** begin SELECTED EXCERPT **

An Integrative Thesis

Submitted to the faculty

Of Reformed Theological Seminary

In fulfillment of the requirements

For the degree of

Master of Arts in Religion

Approved:

Thesis Advisor: ______________________________________

Don Fortson, Ph.D.

RTS/Virtual President: _________________________________

Andrew J. Peterson, Ph.D.

October 2009

ii

ABSTRACT

Calvin’s Controversial Vivifying Flesh Doctrine Dan Jensen John Calvin taught that by virtue of the incarnation and hypostatic union of Christ, our Lord’s flesh was enabled to be a channel for the divine life from the Godhead, that we as Christians need for salvation, to flow through and then be given to us by the power and agency of the Holy Spirit. Since Christ’s flesh was so enabled it can rightfully be called “life-giving” and not just in the sense that this flesh is united to the Logos or because the second person of the Trinity did His work of accomplishing redemption in that very flesh. No, the flesh of Christ can be called life-giving chiefly because it functions as a channel of divine life that is given to us when we are united to Christ by faith and it is this life that regenerates us, sanctifies us, and eventually brings us to glorification. Calvin often uses the word “vivify” or its derivates to describe the flesh of Christ and its specific efficacy.

** end SELECTED EXCERPT **
** begin ENTRIES **

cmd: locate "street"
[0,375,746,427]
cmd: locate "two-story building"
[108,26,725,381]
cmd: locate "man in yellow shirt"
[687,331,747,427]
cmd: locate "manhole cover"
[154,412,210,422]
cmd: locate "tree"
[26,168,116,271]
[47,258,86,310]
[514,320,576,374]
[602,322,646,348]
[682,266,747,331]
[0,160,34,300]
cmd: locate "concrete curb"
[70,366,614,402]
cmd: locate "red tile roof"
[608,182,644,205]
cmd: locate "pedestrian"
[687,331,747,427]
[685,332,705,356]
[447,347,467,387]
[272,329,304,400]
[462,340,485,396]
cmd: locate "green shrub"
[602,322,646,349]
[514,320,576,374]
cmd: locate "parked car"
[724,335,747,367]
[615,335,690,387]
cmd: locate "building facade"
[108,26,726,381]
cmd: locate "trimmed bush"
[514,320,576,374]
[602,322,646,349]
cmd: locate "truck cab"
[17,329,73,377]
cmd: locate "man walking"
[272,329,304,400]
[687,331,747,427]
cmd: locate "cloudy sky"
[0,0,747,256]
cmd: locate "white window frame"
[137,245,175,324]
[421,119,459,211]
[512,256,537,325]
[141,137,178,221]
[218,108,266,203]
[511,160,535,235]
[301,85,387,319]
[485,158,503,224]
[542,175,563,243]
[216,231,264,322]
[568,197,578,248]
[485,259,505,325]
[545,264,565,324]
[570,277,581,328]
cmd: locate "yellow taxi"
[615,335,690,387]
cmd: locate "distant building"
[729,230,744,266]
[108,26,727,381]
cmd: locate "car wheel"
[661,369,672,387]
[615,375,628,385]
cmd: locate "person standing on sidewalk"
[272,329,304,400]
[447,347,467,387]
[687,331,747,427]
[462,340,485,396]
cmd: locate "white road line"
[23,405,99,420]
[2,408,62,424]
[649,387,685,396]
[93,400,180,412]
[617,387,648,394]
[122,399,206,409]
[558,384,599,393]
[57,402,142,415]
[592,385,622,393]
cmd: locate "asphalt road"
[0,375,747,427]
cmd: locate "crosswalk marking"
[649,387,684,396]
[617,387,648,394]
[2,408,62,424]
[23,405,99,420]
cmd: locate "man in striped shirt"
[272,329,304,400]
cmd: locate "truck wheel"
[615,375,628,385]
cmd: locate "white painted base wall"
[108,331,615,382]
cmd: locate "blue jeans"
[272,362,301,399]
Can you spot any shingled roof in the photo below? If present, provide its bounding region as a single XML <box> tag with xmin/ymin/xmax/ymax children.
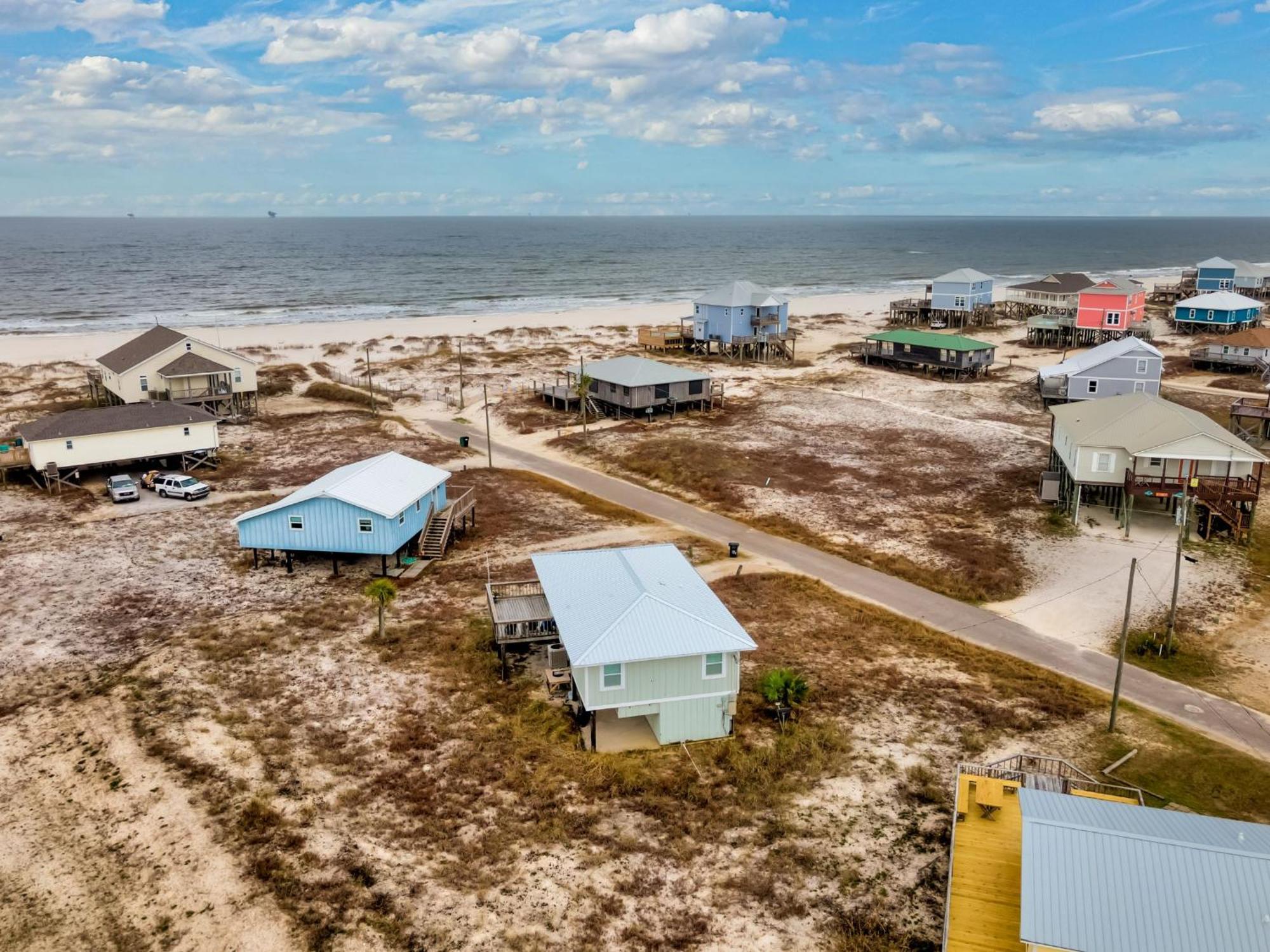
<box><xmin>159</xmin><ymin>350</ymin><xmax>230</xmax><ymax>377</ymax></box>
<box><xmin>18</xmin><ymin>400</ymin><xmax>217</xmax><ymax>443</ymax></box>
<box><xmin>97</xmin><ymin>324</ymin><xmax>188</xmax><ymax>373</ymax></box>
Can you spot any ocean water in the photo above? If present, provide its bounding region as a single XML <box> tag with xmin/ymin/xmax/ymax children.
<box><xmin>0</xmin><ymin>217</ymin><xmax>1270</xmax><ymax>333</ymax></box>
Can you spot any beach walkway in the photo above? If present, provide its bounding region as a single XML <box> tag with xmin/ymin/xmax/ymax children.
<box><xmin>429</xmin><ymin>420</ymin><xmax>1270</xmax><ymax>760</ymax></box>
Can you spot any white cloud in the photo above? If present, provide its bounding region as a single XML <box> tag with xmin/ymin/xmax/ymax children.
<box><xmin>1033</xmin><ymin>99</ymin><xmax>1182</xmax><ymax>133</ymax></box>
<box><xmin>0</xmin><ymin>0</ymin><xmax>168</xmax><ymax>41</ymax></box>
<box><xmin>425</xmin><ymin>122</ymin><xmax>480</xmax><ymax>142</ymax></box>
<box><xmin>895</xmin><ymin>112</ymin><xmax>958</xmax><ymax>145</ymax></box>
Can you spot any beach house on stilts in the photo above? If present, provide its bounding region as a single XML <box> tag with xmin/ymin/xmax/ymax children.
<box><xmin>486</xmin><ymin>545</ymin><xmax>757</xmax><ymax>751</ymax></box>
<box><xmin>234</xmin><ymin>452</ymin><xmax>476</xmax><ymax>575</ymax></box>
<box><xmin>1040</xmin><ymin>393</ymin><xmax>1266</xmax><ymax>541</ymax></box>
<box><xmin>638</xmin><ymin>281</ymin><xmax>796</xmax><ymax>360</ymax></box>
<box><xmin>88</xmin><ymin>324</ymin><xmax>257</xmax><ymax>416</ymax></box>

** end ENTRIES **

• [REQUIRED TASKS]:
1. Rewrite the paragraph in the thesis excerpt that begins "Calvin’s Controversial Vivifying Flesh Doctrine" as a brief bulleted list, keeping its main facts.
2. Output the portion of the thesis excerpt between "In fulfillment of" and "Don Fortson, Ph.D.", inclusive, without any changes.
3. According to the thesis excerpt, for which degree was the thesis submitted?

• [RESULTS OF THE EXERCISE]:
1.
- Title and author: Calvin’s Controversial Vivifying Flesh Doctrine, Dan Jensen.
- John Calvin taught that, by virtue of the incarnation and hypostatic union, Christ's flesh was enabled to be a channel for divine life from the Godhead. Christians need this life for salvation, and it is given to them by the power and agency of the Holy Spirit.
- Christ's flesh can therefore rightly be called "life-giving." This is not only because it is united to the Logos or because the second person of the Trinity accomplished redemption in it.
- It is life-giving chiefly because it channels divine life to believers when they are united to Christ by faith.
- This life regenerates and sanctifies believers and eventually brings them to glorification.
- Calvin often uses the word "vivify" or related forms to describe Christ's flesh and its specific efficacy.

2.
In fulfillment of the requirements

For the degree of

Master of Arts in Religion

Approved:

Thesis Advisor: ______________________________________

Don Fortson, Ph.D.

3. Master of Arts in Religion.